*** Recorded information ***

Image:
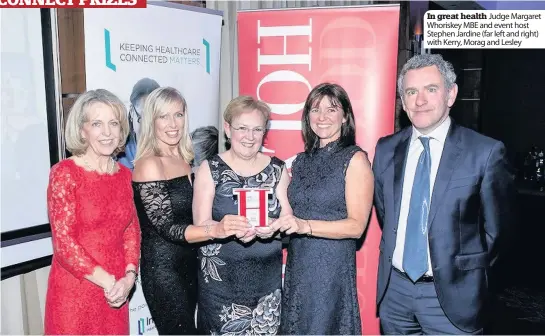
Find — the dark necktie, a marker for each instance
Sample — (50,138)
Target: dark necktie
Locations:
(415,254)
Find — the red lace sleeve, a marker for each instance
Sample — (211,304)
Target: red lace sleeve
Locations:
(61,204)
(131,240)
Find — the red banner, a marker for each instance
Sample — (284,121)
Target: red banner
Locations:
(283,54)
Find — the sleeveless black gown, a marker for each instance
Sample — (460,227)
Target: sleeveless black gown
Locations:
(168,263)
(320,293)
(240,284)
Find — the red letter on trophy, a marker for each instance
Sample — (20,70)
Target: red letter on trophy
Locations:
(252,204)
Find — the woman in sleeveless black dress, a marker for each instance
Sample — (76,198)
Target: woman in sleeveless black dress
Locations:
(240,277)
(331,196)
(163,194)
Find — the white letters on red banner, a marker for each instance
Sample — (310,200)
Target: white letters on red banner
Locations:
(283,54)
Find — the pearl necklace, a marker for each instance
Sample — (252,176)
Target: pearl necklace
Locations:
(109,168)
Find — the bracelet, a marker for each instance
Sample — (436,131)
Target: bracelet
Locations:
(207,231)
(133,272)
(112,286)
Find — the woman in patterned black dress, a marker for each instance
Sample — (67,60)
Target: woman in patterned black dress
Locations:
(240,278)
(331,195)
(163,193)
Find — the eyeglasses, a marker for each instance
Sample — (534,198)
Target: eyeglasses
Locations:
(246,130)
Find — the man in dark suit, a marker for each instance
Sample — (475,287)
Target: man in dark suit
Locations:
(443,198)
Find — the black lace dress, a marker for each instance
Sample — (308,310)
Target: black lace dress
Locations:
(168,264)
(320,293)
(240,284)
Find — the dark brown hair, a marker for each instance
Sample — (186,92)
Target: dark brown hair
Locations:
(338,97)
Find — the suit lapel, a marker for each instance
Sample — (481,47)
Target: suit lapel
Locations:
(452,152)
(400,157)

*** End of Recorded information ***

Your goal =
Images stay out; the entries above are to be printed exactly.

Solution to the exercise =
Image:
Find — the dark necktie, a marker for each instance
Sample — (50,138)
Target: dark necktie
Locations:
(415,254)
Find — the red lace sleeve, a marker for each instance
Sample — (211,304)
Target: red lace sleeve
Locations:
(61,204)
(131,240)
Find — the red banner, a marker for each instance
Sample — (284,121)
Target: red banner
Locations:
(283,54)
Find — the sleeveless black gown, a marker for each instance
Sample — (460,227)
Target: sleeveless black gown
Locations:
(168,263)
(320,293)
(240,284)
Find — the red letter on trophy, a marker for each instance
Sample — (20,70)
Target: red letter on trophy
Locations:
(252,204)
Find — the woman in sleeveless black dress, a marker for each instance
Sample — (76,198)
Target: woman in sleeveless black dress
Locations:
(240,277)
(331,196)
(163,194)
Find — the white letters on red banner, a marker for each instance
Sample — (310,200)
Target: white letters on red banner
Locations:
(283,54)
Find — the pearl necklace, a marker for each instance
Sample — (252,176)
Target: pearl necklace
Locations:
(109,168)
Find — the bracelet, a marker for each instance
Sample — (436,131)
Target: bracelet
Locations:
(207,231)
(133,272)
(112,286)
Find — the woman in patterned black dress, a marker for each instance
Sample — (67,60)
Target: woman in patterned black dress
Locations:
(240,278)
(331,195)
(163,193)
Find — the eyeglasses, a marker for each instance
Sample — (534,198)
Target: eyeglasses
Locations:
(246,130)
Find — the man in dark suit, a marker for each instance
Sample — (475,287)
Target: man in dark suit
Locations:
(443,198)
Find — the black lace dress, a marker for each instance
Sample — (308,310)
Target: black lace dress
Locations:
(168,264)
(320,293)
(240,284)
Find — the dark brown hair, a marker for each instance
Sample — (186,92)
Target: dark brown hair
Locations:
(338,97)
Find — the suit lapel, a marker for each instance
Sample — (481,47)
Target: suit lapel
Locations:
(452,152)
(400,157)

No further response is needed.